Skip all lines in the entries below that come before the one containing "Would you kindly point to the snow-covered". Repeat that line and the rest exactly.
⁂
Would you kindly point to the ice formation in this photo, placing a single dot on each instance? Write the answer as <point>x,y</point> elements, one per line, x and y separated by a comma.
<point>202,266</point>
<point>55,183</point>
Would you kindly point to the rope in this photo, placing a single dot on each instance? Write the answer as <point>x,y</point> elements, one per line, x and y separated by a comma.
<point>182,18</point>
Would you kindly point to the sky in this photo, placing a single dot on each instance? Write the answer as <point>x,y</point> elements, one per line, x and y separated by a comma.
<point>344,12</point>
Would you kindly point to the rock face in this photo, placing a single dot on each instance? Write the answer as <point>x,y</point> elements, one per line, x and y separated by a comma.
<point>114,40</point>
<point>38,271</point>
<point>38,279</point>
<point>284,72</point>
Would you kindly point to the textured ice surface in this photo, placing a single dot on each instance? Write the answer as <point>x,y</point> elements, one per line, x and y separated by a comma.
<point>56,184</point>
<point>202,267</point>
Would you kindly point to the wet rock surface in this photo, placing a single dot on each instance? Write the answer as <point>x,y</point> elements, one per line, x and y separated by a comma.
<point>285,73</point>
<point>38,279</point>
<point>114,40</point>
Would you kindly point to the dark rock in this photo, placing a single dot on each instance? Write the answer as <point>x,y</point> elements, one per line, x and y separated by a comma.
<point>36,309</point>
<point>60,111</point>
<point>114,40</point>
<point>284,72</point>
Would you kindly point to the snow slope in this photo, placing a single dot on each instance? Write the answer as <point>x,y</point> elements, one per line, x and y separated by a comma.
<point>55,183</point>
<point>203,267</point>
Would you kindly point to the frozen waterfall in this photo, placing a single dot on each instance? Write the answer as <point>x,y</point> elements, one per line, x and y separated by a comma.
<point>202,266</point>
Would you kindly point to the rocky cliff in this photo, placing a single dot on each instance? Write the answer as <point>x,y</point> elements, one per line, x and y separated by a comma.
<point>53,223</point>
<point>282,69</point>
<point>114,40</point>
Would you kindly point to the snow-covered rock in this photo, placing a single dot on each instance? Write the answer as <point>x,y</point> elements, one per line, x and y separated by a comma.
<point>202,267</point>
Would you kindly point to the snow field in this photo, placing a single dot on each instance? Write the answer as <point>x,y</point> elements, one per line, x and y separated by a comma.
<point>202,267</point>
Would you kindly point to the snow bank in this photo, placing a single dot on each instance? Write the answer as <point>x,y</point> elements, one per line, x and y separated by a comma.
⁂
*TASK SOLUTION*
Would you kindly point to the snow-covered rock in this photo, placing a single dot on each instance? Write the answer as <point>x,y</point> elements, one per line, x and y separated by a comma.
<point>202,267</point>
Would you kindly point to the snow field in this photo, placing a single dot on each instance? Write the answer as <point>x,y</point> elements, one per line, x and y separated by a comma.
<point>202,267</point>
Would you kindly point to the snow bank in this photo, placing a single dot on each instance? Write the answer as <point>x,y</point> elements, one per line, x and y separated by a comma.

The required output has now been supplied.